WHAT TO PRODUCE: Reproduce every line of the records below word for word, omitting the pictures.

[Stored items]
■ ■ ■ ■
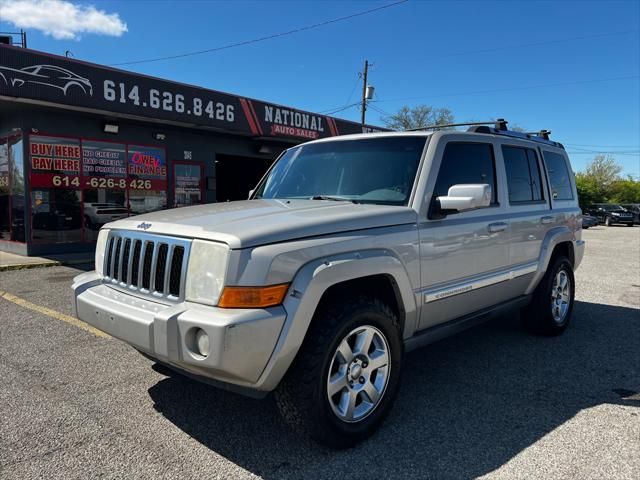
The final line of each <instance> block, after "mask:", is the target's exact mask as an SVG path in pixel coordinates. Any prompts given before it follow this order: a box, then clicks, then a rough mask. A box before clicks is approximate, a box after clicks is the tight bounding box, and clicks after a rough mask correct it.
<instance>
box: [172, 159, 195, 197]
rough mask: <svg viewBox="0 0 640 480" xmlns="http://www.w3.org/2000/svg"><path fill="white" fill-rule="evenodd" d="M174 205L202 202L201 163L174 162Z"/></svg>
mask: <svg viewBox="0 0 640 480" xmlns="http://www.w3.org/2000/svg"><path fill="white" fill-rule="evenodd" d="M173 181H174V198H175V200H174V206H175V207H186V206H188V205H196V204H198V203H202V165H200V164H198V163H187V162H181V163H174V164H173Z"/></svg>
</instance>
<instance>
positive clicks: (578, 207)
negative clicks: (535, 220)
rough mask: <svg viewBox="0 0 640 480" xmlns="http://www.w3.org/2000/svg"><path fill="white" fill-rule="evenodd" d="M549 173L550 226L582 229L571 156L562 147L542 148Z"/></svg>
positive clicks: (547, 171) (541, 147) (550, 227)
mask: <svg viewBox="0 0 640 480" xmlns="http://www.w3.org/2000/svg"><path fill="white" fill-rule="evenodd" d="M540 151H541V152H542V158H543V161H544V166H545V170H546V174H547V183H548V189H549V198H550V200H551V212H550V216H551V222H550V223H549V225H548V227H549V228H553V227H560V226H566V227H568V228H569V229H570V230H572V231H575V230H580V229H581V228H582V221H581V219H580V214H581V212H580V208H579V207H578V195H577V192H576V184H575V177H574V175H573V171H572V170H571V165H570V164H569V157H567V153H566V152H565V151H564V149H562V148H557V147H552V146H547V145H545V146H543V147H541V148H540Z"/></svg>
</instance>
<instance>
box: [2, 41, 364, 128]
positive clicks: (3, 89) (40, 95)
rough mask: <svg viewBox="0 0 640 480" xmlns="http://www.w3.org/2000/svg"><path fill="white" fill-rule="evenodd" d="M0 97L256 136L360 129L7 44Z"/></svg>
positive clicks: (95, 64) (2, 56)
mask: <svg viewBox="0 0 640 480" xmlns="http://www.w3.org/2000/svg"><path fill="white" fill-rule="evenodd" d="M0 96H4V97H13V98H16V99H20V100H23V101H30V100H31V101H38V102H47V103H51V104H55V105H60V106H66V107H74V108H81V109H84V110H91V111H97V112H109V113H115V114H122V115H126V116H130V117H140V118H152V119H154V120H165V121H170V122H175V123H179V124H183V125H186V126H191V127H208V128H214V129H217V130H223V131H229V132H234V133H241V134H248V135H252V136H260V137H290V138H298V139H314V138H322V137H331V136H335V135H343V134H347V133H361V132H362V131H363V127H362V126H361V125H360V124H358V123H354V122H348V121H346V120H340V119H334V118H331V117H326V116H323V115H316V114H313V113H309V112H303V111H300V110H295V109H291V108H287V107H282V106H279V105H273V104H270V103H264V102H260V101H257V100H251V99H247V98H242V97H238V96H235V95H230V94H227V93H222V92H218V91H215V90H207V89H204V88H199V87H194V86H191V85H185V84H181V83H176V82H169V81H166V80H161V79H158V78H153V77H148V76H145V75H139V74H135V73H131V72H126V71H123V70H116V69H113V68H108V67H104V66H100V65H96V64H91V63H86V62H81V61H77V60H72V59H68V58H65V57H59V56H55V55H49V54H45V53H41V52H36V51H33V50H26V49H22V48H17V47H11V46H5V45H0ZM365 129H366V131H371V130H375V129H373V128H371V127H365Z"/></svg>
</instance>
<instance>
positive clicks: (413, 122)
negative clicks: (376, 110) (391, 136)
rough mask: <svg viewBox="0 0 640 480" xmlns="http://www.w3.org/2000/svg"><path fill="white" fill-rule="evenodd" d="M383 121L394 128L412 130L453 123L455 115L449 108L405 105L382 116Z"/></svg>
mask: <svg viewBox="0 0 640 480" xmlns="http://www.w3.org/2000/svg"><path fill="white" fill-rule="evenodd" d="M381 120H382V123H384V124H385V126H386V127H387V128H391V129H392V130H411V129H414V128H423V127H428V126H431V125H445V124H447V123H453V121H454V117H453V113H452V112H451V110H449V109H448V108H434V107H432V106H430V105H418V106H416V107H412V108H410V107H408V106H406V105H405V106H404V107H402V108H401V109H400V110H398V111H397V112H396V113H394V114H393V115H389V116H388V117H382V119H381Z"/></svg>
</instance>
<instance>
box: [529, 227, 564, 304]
■ ■ ■ ■
THE COMPLETED TASK:
The final line of each <instance> block, after "mask:", is the target's exact mask as an SVG path in pixel coordinates. Any prompts given before it follow this order: a box, then clicks, then a rough mask. A box before clicks is approximate, a box after clicks is the tight bounding box, and clicks after a rough mask correct it.
<instance>
box: [172, 159, 195, 197]
rough mask: <svg viewBox="0 0 640 480" xmlns="http://www.w3.org/2000/svg"><path fill="white" fill-rule="evenodd" d="M174 205L202 202L201 163L174 162Z"/></svg>
mask: <svg viewBox="0 0 640 480" xmlns="http://www.w3.org/2000/svg"><path fill="white" fill-rule="evenodd" d="M173 181H174V198H175V200H174V206H175V207H186V206H188V205H196V204H198V203H202V165H200V164H198V163H187V162H181V163H174V164H173Z"/></svg>
</instance>
<instance>
positive clicks: (578, 207)
negative clicks: (535, 220)
rough mask: <svg viewBox="0 0 640 480" xmlns="http://www.w3.org/2000/svg"><path fill="white" fill-rule="evenodd" d="M549 173L550 226L582 229L571 156L562 147L542 148Z"/></svg>
positive clicks: (547, 171) (541, 147) (550, 227)
mask: <svg viewBox="0 0 640 480" xmlns="http://www.w3.org/2000/svg"><path fill="white" fill-rule="evenodd" d="M540 151H541V152H542V158H543V161H544V166H545V170H546V174H547V183H548V189H549V198H550V200H551V212H550V216H551V222H550V223H549V225H548V227H549V228H553V227H560V226H566V227H568V228H569V229H570V230H572V231H575V230H580V229H581V228H582V221H581V219H580V214H581V212H580V208H579V207H578V195H577V192H576V184H575V177H574V175H573V171H572V170H571V165H570V164H569V157H567V153H566V152H565V151H564V149H562V148H557V147H552V146H547V145H545V146H543V147H541V148H540Z"/></svg>
</instance>
<instance>
box: [2, 41, 364, 128]
positive clicks: (3, 89) (40, 95)
rough mask: <svg viewBox="0 0 640 480" xmlns="http://www.w3.org/2000/svg"><path fill="white" fill-rule="evenodd" d="M0 97L256 136L360 129L7 44Z"/></svg>
positive clicks: (95, 64) (2, 56)
mask: <svg viewBox="0 0 640 480" xmlns="http://www.w3.org/2000/svg"><path fill="white" fill-rule="evenodd" d="M0 96H4V97H13V98H16V99H20V100H23V101H30V100H31V101H38V102H47V103H51V104H55V105H60V106H66V107H74V108H81V109H84V110H91V111H97V112H109V113H115V114H122V115H126V116H130V117H140V118H152V119H154V120H165V121H170V122H175V123H179V124H183V125H186V126H191V127H208V128H214V129H217V130H223V131H229V132H234V133H241V134H248V135H252V136H260V137H290V138H298V139H314V138H322V137H331V136H335V135H343V134H347V133H361V132H362V131H363V127H362V126H361V125H360V124H358V123H354V122H348V121H346V120H340V119H334V118H331V117H326V116H323V115H316V114H313V113H309V112H303V111H300V110H295V109H291V108H287V107H282V106H279V105H273V104H270V103H264V102H260V101H257V100H251V99H247V98H242V97H238V96H235V95H230V94H227V93H222V92H218V91H215V90H207V89H204V88H199V87H194V86H191V85H185V84H181V83H176V82H169V81H166V80H161V79H158V78H153V77H148V76H145V75H139V74H135V73H131V72H126V71H123V70H116V69H113V68H108V67H104V66H100V65H96V64H91V63H86V62H81V61H77V60H72V59H68V58H65V57H59V56H55V55H49V54H45V53H41V52H36V51H33V50H26V49H22V48H17V47H11V46H5V45H0ZM365 129H366V131H371V130H375V129H373V128H371V127H365Z"/></svg>
</instance>
<instance>
positive clicks: (413, 122)
negative clicks: (376, 110) (391, 136)
rough mask: <svg viewBox="0 0 640 480" xmlns="http://www.w3.org/2000/svg"><path fill="white" fill-rule="evenodd" d="M383 121L394 128L412 130L453 123L455 115L449 108L405 105L382 116Z"/></svg>
mask: <svg viewBox="0 0 640 480" xmlns="http://www.w3.org/2000/svg"><path fill="white" fill-rule="evenodd" d="M381 120H382V123H384V124H385V126H386V127H387V128H391V129H392V130H411V129H414V128H423V127H428V126H431V125H445V124H447V123H453V121H454V117H453V113H452V112H451V110H449V109H448V108H434V107H432V106H430V105H418V106H416V107H412V108H410V107H408V106H406V105H405V106H404V107H402V108H401V109H400V110H398V111H397V112H396V113H394V114H393V115H389V116H388V117H382V119H381Z"/></svg>
</instance>
<instance>
box: [529, 227, 564, 304]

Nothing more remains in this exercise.